TASK:
Scan the material below and copy every line holding the word "hillside".

RECORDS PROVIDED:

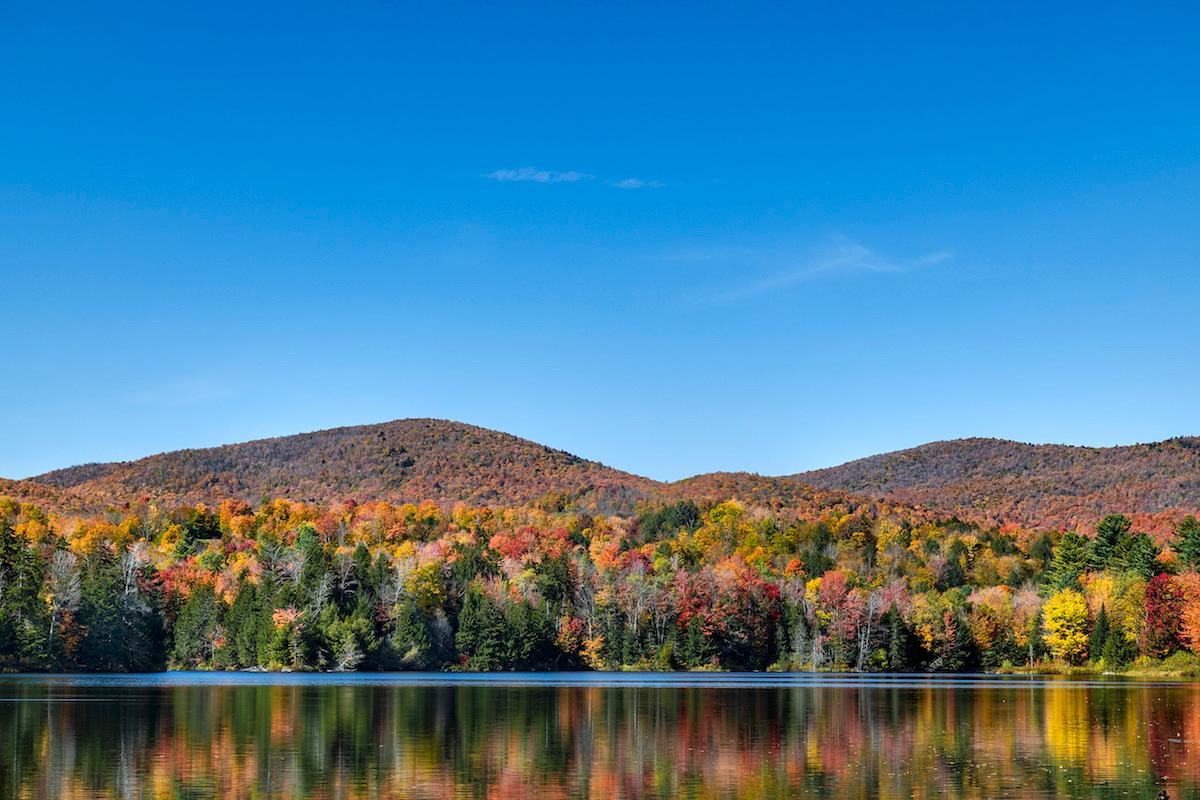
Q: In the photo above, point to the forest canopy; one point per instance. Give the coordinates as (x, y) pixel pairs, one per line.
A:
(677, 585)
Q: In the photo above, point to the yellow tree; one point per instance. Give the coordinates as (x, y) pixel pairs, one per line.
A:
(1065, 626)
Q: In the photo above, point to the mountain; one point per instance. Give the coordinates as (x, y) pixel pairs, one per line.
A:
(399, 461)
(987, 481)
(1055, 486)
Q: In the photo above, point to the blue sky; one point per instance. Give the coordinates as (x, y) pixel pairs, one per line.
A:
(672, 238)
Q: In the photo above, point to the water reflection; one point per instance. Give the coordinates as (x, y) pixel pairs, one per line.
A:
(579, 739)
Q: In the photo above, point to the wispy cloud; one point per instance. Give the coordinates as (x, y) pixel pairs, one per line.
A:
(843, 257)
(635, 182)
(532, 174)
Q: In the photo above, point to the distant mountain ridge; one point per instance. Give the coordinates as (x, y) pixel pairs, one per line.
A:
(989, 481)
(400, 461)
(1054, 486)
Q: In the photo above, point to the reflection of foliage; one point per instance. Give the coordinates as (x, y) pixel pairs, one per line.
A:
(312, 740)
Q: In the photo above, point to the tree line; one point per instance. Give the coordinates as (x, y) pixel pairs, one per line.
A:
(683, 585)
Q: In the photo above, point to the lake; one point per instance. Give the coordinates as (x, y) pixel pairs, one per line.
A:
(594, 735)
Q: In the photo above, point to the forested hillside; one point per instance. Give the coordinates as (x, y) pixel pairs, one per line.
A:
(994, 481)
(401, 461)
(844, 584)
(985, 481)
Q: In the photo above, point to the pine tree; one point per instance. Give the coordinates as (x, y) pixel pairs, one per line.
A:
(1187, 542)
(1101, 632)
(899, 642)
(483, 637)
(1137, 555)
(1109, 534)
(1069, 561)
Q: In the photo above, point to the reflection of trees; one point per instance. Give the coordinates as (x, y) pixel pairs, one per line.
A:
(451, 741)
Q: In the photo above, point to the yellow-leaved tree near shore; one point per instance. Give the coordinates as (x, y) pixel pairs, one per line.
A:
(1065, 626)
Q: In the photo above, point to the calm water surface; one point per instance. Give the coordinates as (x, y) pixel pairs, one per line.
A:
(594, 735)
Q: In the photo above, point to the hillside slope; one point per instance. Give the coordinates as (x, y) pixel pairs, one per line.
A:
(399, 461)
(996, 481)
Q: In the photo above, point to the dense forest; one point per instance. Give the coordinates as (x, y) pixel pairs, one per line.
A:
(676, 585)
(993, 481)
(985, 481)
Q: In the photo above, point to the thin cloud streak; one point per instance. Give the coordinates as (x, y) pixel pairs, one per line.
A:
(534, 175)
(843, 258)
(635, 182)
(531, 174)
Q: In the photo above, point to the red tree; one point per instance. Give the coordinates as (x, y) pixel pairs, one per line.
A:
(1164, 609)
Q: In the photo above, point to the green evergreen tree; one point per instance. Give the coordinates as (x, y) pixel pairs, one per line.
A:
(699, 648)
(1187, 542)
(483, 636)
(22, 614)
(1137, 554)
(1109, 534)
(197, 629)
(1099, 635)
(411, 641)
(1117, 649)
(1069, 561)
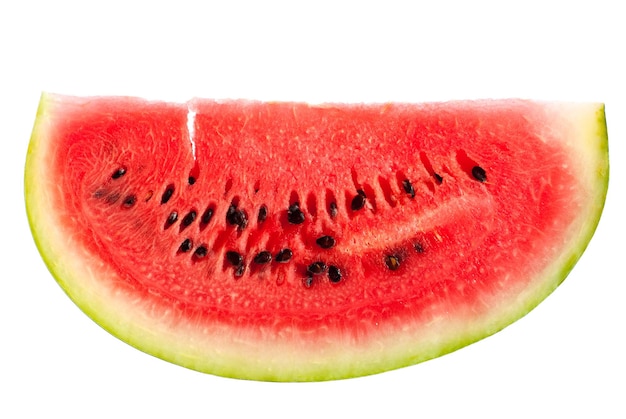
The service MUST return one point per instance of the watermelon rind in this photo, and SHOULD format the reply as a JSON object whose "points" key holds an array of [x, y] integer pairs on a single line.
{"points": [[214, 349]]}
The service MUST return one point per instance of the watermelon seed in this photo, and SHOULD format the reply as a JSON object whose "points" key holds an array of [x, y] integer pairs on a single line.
{"points": [[234, 258], [235, 216], [316, 268], [129, 201], [333, 209], [187, 220], [262, 213], [408, 188], [201, 251], [479, 174], [358, 201], [284, 255], [263, 257], [294, 214], [334, 274], [169, 191], [185, 246], [99, 193], [118, 173], [325, 242], [392, 262], [239, 270], [206, 216], [171, 219], [112, 198]]}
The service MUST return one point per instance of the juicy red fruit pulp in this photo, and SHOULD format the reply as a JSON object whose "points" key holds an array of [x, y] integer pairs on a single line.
{"points": [[289, 215]]}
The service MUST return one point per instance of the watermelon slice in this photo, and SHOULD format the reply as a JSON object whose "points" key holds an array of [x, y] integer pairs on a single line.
{"points": [[296, 242]]}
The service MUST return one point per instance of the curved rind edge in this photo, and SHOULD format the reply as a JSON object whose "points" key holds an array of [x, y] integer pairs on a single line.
{"points": [[589, 142]]}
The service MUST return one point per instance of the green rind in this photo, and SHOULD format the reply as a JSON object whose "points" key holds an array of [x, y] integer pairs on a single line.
{"points": [[116, 314]]}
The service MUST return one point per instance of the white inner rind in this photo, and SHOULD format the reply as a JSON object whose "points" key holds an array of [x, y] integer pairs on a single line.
{"points": [[220, 350]]}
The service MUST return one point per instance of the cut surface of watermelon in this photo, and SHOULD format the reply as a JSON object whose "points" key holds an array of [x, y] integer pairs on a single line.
{"points": [[296, 242]]}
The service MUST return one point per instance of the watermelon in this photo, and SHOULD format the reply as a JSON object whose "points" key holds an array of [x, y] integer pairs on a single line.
{"points": [[288, 241]]}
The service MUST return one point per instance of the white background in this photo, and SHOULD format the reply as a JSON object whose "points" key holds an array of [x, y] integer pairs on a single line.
{"points": [[565, 359]]}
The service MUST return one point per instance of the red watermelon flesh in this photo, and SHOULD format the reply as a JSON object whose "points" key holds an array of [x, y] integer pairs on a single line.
{"points": [[293, 242]]}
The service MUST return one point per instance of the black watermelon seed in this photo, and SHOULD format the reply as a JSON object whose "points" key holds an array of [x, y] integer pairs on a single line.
{"points": [[284, 256], [316, 268], [236, 217], [333, 209], [392, 262], [334, 274], [239, 270], [408, 188], [479, 174], [201, 251], [325, 242], [358, 201], [171, 219], [234, 258], [294, 214], [263, 257], [186, 246], [129, 201], [169, 191], [118, 173], [188, 219], [206, 217], [262, 213]]}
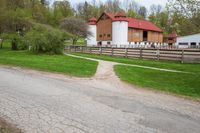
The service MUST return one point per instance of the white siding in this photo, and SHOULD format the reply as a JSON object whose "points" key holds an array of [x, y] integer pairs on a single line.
{"points": [[187, 40], [91, 40], [120, 33]]}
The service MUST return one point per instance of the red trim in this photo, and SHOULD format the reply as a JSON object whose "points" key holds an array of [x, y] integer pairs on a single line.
{"points": [[133, 23]]}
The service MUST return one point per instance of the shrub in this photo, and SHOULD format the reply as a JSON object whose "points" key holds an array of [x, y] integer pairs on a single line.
{"points": [[17, 41], [45, 39]]}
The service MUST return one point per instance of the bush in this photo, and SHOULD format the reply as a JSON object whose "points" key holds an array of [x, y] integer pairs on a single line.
{"points": [[17, 41], [45, 39]]}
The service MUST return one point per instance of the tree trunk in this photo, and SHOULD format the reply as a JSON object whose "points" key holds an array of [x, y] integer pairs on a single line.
{"points": [[14, 44]]}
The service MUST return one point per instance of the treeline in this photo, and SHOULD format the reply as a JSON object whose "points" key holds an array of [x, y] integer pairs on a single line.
{"points": [[41, 17], [37, 26]]}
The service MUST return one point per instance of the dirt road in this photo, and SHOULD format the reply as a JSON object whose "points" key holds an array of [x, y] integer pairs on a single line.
{"points": [[44, 102]]}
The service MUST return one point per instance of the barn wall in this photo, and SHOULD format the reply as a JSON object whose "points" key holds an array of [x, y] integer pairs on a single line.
{"points": [[135, 35], [104, 29]]}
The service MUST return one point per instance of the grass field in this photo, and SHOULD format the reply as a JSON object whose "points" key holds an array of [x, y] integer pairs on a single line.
{"points": [[195, 68], [176, 83], [53, 63]]}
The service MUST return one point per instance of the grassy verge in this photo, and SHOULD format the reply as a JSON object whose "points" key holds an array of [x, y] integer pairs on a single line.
{"points": [[7, 128], [195, 68], [53, 63], [176, 83]]}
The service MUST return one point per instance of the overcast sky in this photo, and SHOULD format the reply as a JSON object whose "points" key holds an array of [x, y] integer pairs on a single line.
{"points": [[146, 3]]}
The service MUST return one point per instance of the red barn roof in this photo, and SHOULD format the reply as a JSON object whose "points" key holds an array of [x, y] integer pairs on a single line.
{"points": [[133, 23], [120, 14], [173, 35]]}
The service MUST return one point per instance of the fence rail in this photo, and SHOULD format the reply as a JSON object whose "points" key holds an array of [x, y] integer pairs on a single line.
{"points": [[182, 55]]}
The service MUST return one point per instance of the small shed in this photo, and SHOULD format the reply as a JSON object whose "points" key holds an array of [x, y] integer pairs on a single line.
{"points": [[190, 41]]}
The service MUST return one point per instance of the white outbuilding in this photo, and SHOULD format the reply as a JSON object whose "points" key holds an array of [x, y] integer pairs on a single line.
{"points": [[190, 41]]}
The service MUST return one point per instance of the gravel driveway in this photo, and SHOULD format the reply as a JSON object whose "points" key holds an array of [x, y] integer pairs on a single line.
{"points": [[41, 102]]}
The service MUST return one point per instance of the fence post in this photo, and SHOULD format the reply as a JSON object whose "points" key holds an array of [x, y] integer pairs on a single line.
{"points": [[182, 56], [75, 49], [126, 52], [81, 49], [69, 49], [140, 53], [158, 54], [100, 51], [90, 50], [112, 52]]}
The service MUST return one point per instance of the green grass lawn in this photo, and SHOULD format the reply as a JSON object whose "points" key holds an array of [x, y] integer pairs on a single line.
{"points": [[53, 63], [195, 68], [177, 83]]}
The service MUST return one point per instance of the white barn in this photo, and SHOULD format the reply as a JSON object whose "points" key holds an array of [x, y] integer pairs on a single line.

THE COMPLETED TASK:
Q: In the photo above, point to the forested hillside; one point per instance. Give the coordinates as (x, y) pixel pairs, one per line.
Q: In the photo above, point to the hillside slope; one point per instance. Give the coordinates as (x, y) pixel pairs, one per line.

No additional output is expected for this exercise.